[WHAT YOU HAVE TO DO]
Rewrite the rows below, beginning at the line that contains "If you could point to the orange" and stopping after the last row. Swap "that would help a lot" for "that would be appreciated" and leave all other text unaltered.

Source rows:
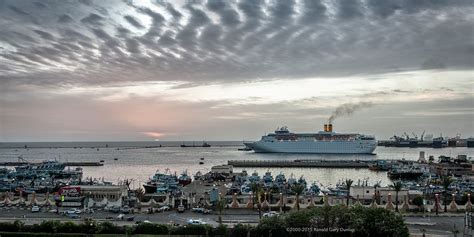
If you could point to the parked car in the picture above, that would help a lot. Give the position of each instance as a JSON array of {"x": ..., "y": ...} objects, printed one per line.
[
  {"x": 73, "y": 215},
  {"x": 125, "y": 210},
  {"x": 163, "y": 209},
  {"x": 35, "y": 209},
  {"x": 271, "y": 214},
  {"x": 89, "y": 211},
  {"x": 180, "y": 208},
  {"x": 198, "y": 209},
  {"x": 195, "y": 222},
  {"x": 73, "y": 211},
  {"x": 120, "y": 217},
  {"x": 114, "y": 209},
  {"x": 54, "y": 210}
]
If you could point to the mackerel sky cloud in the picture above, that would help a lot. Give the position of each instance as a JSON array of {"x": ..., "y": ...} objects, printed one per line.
[{"x": 231, "y": 70}]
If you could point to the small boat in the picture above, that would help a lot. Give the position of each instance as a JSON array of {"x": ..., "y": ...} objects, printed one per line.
[
  {"x": 198, "y": 175},
  {"x": 267, "y": 179},
  {"x": 254, "y": 178},
  {"x": 244, "y": 149},
  {"x": 184, "y": 179}
]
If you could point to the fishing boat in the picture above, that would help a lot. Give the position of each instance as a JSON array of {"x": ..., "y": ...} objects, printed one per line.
[{"x": 184, "y": 179}]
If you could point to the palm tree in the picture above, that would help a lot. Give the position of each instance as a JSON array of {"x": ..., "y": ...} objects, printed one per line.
[
  {"x": 220, "y": 205},
  {"x": 446, "y": 183},
  {"x": 257, "y": 190},
  {"x": 348, "y": 184},
  {"x": 140, "y": 193},
  {"x": 397, "y": 186},
  {"x": 376, "y": 185},
  {"x": 298, "y": 190}
]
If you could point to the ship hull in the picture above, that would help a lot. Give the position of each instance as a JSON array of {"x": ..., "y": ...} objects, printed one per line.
[{"x": 314, "y": 147}]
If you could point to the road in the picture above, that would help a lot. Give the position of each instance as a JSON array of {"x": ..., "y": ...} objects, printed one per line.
[
  {"x": 169, "y": 217},
  {"x": 434, "y": 225}
]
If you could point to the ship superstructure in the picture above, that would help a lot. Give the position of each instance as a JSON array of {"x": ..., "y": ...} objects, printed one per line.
[{"x": 323, "y": 142}]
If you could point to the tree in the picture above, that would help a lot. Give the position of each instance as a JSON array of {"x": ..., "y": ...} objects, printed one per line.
[
  {"x": 397, "y": 186},
  {"x": 257, "y": 190},
  {"x": 298, "y": 190},
  {"x": 446, "y": 181},
  {"x": 348, "y": 185},
  {"x": 140, "y": 193},
  {"x": 220, "y": 205},
  {"x": 418, "y": 200},
  {"x": 376, "y": 185}
]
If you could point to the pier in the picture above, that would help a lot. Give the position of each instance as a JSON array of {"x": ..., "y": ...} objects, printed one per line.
[
  {"x": 67, "y": 163},
  {"x": 356, "y": 164}
]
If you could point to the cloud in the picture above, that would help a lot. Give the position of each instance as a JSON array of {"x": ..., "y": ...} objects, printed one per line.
[
  {"x": 45, "y": 35},
  {"x": 133, "y": 21},
  {"x": 18, "y": 10},
  {"x": 93, "y": 19},
  {"x": 65, "y": 18}
]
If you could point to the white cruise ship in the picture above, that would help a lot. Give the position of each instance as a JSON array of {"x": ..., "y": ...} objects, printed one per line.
[{"x": 323, "y": 142}]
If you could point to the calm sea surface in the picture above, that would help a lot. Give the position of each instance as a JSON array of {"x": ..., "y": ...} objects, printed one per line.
[{"x": 140, "y": 160}]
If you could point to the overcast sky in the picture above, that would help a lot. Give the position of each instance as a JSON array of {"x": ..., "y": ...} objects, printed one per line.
[{"x": 232, "y": 70}]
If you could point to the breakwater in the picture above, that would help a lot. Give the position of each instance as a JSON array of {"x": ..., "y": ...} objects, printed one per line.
[
  {"x": 67, "y": 163},
  {"x": 301, "y": 163}
]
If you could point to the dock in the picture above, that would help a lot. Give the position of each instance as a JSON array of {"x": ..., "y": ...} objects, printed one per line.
[
  {"x": 356, "y": 164},
  {"x": 67, "y": 163}
]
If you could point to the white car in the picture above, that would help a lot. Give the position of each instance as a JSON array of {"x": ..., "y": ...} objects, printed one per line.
[
  {"x": 120, "y": 217},
  {"x": 163, "y": 208},
  {"x": 271, "y": 214},
  {"x": 196, "y": 222},
  {"x": 35, "y": 209},
  {"x": 73, "y": 211},
  {"x": 198, "y": 209}
]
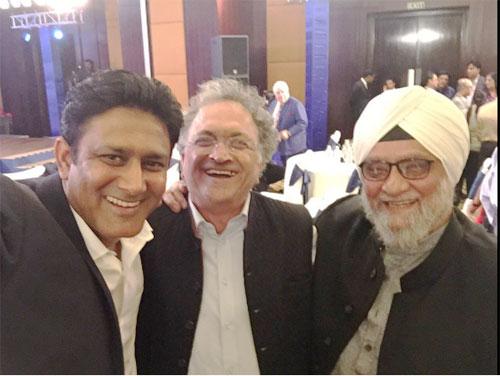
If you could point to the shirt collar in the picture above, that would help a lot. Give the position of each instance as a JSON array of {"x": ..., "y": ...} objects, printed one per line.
[
  {"x": 364, "y": 82},
  {"x": 199, "y": 220},
  {"x": 97, "y": 249}
]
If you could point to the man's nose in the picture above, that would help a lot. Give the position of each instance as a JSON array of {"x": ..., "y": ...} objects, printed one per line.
[
  {"x": 220, "y": 152},
  {"x": 395, "y": 183},
  {"x": 132, "y": 178}
]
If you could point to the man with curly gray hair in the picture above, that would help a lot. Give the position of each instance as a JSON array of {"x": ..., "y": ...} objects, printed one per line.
[{"x": 227, "y": 280}]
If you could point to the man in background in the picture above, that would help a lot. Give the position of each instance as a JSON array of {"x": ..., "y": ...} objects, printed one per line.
[
  {"x": 479, "y": 90},
  {"x": 361, "y": 93},
  {"x": 290, "y": 119},
  {"x": 443, "y": 86},
  {"x": 430, "y": 80}
]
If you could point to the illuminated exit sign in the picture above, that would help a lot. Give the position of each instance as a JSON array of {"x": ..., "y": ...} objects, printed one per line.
[{"x": 414, "y": 5}]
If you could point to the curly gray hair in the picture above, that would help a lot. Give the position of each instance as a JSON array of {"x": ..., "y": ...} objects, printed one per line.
[{"x": 224, "y": 89}]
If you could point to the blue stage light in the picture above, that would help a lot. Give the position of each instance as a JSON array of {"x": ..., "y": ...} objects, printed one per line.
[{"x": 58, "y": 34}]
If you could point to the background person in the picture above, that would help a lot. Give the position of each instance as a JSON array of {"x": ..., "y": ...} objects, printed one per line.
[
  {"x": 290, "y": 119},
  {"x": 361, "y": 93}
]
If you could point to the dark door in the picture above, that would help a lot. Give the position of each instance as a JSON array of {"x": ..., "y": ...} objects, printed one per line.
[{"x": 424, "y": 40}]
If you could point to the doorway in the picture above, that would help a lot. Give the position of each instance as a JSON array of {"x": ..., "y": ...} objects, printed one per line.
[{"x": 422, "y": 40}]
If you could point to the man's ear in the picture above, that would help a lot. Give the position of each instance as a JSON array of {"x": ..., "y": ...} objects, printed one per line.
[{"x": 63, "y": 157}]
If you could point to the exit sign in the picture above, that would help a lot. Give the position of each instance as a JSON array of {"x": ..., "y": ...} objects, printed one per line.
[{"x": 413, "y": 5}]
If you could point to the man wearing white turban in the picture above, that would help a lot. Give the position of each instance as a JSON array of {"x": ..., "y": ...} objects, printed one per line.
[{"x": 404, "y": 282}]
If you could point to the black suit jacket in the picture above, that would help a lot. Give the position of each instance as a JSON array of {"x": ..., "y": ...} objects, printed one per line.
[
  {"x": 67, "y": 306},
  {"x": 443, "y": 322},
  {"x": 360, "y": 96},
  {"x": 277, "y": 273}
]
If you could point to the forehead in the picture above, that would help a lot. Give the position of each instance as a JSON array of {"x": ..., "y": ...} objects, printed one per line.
[
  {"x": 127, "y": 128},
  {"x": 393, "y": 151},
  {"x": 224, "y": 118}
]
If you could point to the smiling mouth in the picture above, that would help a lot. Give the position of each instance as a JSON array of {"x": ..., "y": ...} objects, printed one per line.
[
  {"x": 399, "y": 204},
  {"x": 121, "y": 203},
  {"x": 220, "y": 173}
]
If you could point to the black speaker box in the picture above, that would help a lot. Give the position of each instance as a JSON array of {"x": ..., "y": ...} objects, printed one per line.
[{"x": 230, "y": 56}]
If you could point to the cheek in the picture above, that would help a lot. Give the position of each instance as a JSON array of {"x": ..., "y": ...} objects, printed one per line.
[
  {"x": 157, "y": 184},
  {"x": 372, "y": 189}
]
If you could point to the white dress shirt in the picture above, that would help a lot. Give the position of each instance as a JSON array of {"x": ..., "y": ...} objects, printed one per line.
[
  {"x": 124, "y": 279},
  {"x": 223, "y": 341},
  {"x": 276, "y": 114},
  {"x": 360, "y": 356}
]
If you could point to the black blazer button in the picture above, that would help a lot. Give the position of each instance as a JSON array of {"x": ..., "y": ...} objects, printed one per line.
[
  {"x": 348, "y": 309},
  {"x": 197, "y": 287}
]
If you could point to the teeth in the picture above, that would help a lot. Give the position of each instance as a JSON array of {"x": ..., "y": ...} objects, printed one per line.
[
  {"x": 399, "y": 203},
  {"x": 124, "y": 204},
  {"x": 221, "y": 172}
]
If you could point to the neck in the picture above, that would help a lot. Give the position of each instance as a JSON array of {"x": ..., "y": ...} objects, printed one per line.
[
  {"x": 220, "y": 215},
  {"x": 113, "y": 245}
]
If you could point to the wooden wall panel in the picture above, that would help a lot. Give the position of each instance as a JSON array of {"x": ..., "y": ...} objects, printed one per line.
[
  {"x": 113, "y": 32},
  {"x": 286, "y": 45},
  {"x": 168, "y": 48}
]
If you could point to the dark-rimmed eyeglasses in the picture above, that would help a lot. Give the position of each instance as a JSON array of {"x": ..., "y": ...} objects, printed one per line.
[
  {"x": 411, "y": 169},
  {"x": 234, "y": 144}
]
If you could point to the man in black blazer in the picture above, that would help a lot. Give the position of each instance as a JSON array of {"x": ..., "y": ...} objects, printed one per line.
[
  {"x": 227, "y": 280},
  {"x": 404, "y": 283},
  {"x": 53, "y": 316},
  {"x": 117, "y": 131},
  {"x": 361, "y": 93}
]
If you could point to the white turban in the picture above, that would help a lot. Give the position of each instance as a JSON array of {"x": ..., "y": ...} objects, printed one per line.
[{"x": 426, "y": 115}]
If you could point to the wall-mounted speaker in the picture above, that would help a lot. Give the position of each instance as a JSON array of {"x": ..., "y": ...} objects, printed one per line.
[{"x": 230, "y": 57}]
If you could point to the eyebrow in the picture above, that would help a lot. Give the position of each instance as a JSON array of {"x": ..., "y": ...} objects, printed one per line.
[
  {"x": 152, "y": 155},
  {"x": 232, "y": 134},
  {"x": 406, "y": 157}
]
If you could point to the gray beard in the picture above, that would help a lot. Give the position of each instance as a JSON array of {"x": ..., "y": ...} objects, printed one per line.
[{"x": 417, "y": 225}]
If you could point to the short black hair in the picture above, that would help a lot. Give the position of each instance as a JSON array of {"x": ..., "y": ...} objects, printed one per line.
[
  {"x": 476, "y": 63},
  {"x": 106, "y": 90},
  {"x": 368, "y": 72}
]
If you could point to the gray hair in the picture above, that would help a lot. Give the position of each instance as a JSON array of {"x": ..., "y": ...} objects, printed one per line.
[
  {"x": 463, "y": 83},
  {"x": 223, "y": 89}
]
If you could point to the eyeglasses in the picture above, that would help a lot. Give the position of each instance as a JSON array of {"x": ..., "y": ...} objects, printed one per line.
[
  {"x": 236, "y": 144},
  {"x": 411, "y": 169}
]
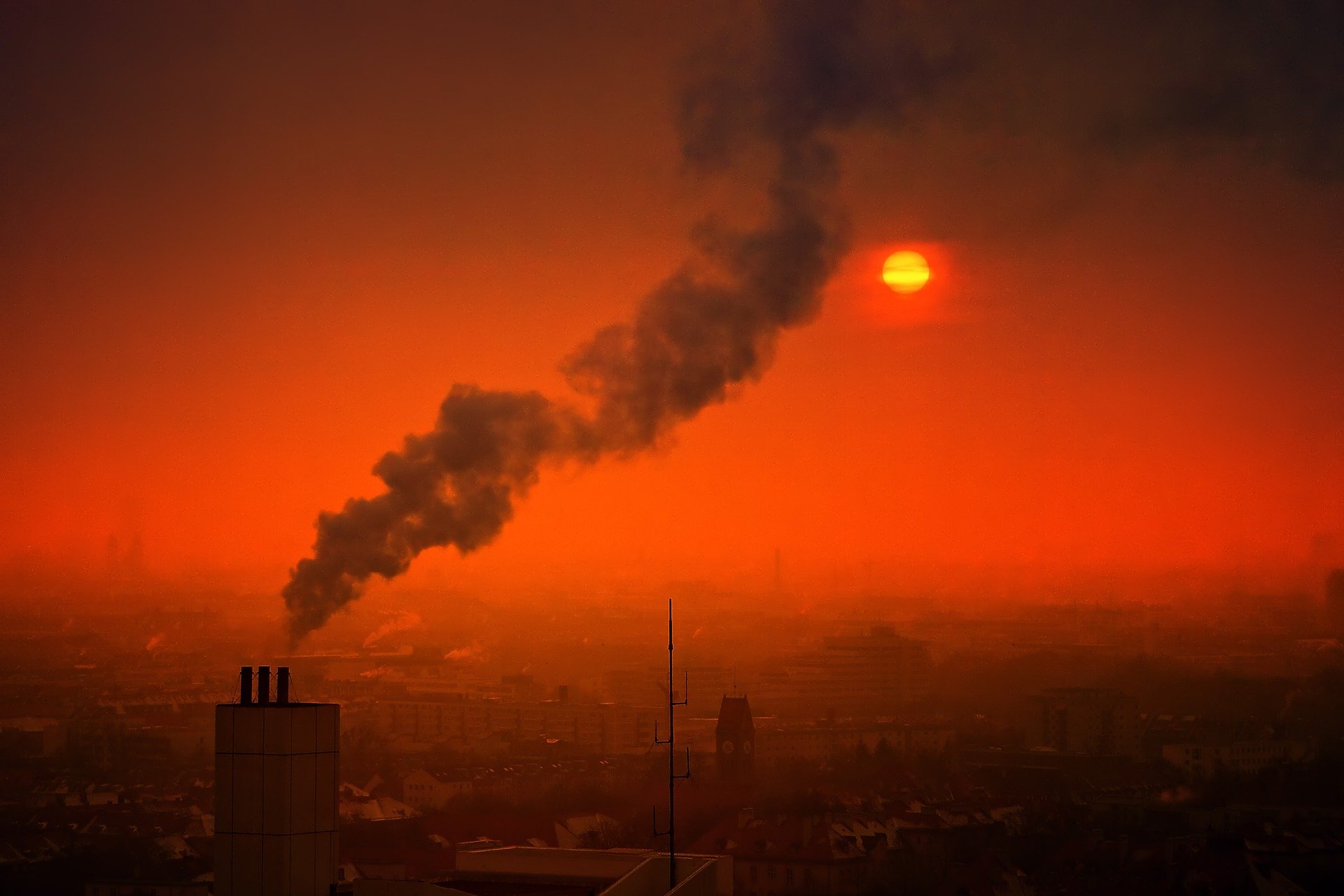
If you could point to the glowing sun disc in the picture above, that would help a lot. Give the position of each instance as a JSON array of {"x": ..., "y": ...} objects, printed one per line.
[{"x": 905, "y": 272}]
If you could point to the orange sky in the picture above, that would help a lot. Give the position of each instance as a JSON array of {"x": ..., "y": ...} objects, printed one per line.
[{"x": 246, "y": 254}]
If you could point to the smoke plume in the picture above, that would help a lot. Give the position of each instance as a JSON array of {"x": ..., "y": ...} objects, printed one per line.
[
  {"x": 403, "y": 621},
  {"x": 708, "y": 327}
]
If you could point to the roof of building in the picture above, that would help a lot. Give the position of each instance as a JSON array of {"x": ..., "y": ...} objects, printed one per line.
[{"x": 734, "y": 716}]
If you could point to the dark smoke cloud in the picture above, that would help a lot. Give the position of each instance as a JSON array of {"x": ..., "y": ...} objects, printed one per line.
[
  {"x": 1264, "y": 78},
  {"x": 711, "y": 326},
  {"x": 1079, "y": 78}
]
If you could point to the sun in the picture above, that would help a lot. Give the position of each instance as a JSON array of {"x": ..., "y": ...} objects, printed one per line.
[{"x": 905, "y": 272}]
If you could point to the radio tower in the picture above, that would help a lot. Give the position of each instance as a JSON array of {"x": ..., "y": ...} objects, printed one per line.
[{"x": 671, "y": 745}]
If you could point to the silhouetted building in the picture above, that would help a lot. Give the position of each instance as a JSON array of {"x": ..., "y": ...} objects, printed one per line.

[RESULT]
If you could point to the orange sky in the picture above, that would be appreciated. Give the position of each instance as a JSON array of {"x": ..., "y": ...} objects, printed one per line.
[{"x": 246, "y": 254}]
If you could point to the smoke plume in the picture above, that would be appreciated. Give the position of each instance as a JSON array of {"x": ..., "y": ...} objects, printed one per line.
[
  {"x": 403, "y": 621},
  {"x": 708, "y": 327}
]
If you could point to the roof of building in the picture above, that would be appreciated. Give the position of each instance as a JSON array of {"x": ..., "y": ...} objects, printed one per line.
[{"x": 734, "y": 716}]
If you could point to the dark smoke cloud in the picture above, that would be appreciated. Give the position of each instance as a JSON array of {"x": ..., "y": ...} objects, printed one per line.
[
  {"x": 1264, "y": 78},
  {"x": 711, "y": 326},
  {"x": 1079, "y": 78}
]
If you could point to the sun in the picture above, that would be appreciated. Give the position of each instance as a JSON array of {"x": ..., "y": ...} objects, printed one per line.
[{"x": 905, "y": 272}]
If you could point to the radio tower in the picture above, that would be appreciated. Give the position of each instance as a JSON array of {"x": ..., "y": ...} objects, printed one per line.
[{"x": 671, "y": 745}]
If you could point to the silhouetted building in the picture above, that would be appreciated. Give the position of each instance as a JSON array of {"x": ..., "y": ...} objects, printed one per line.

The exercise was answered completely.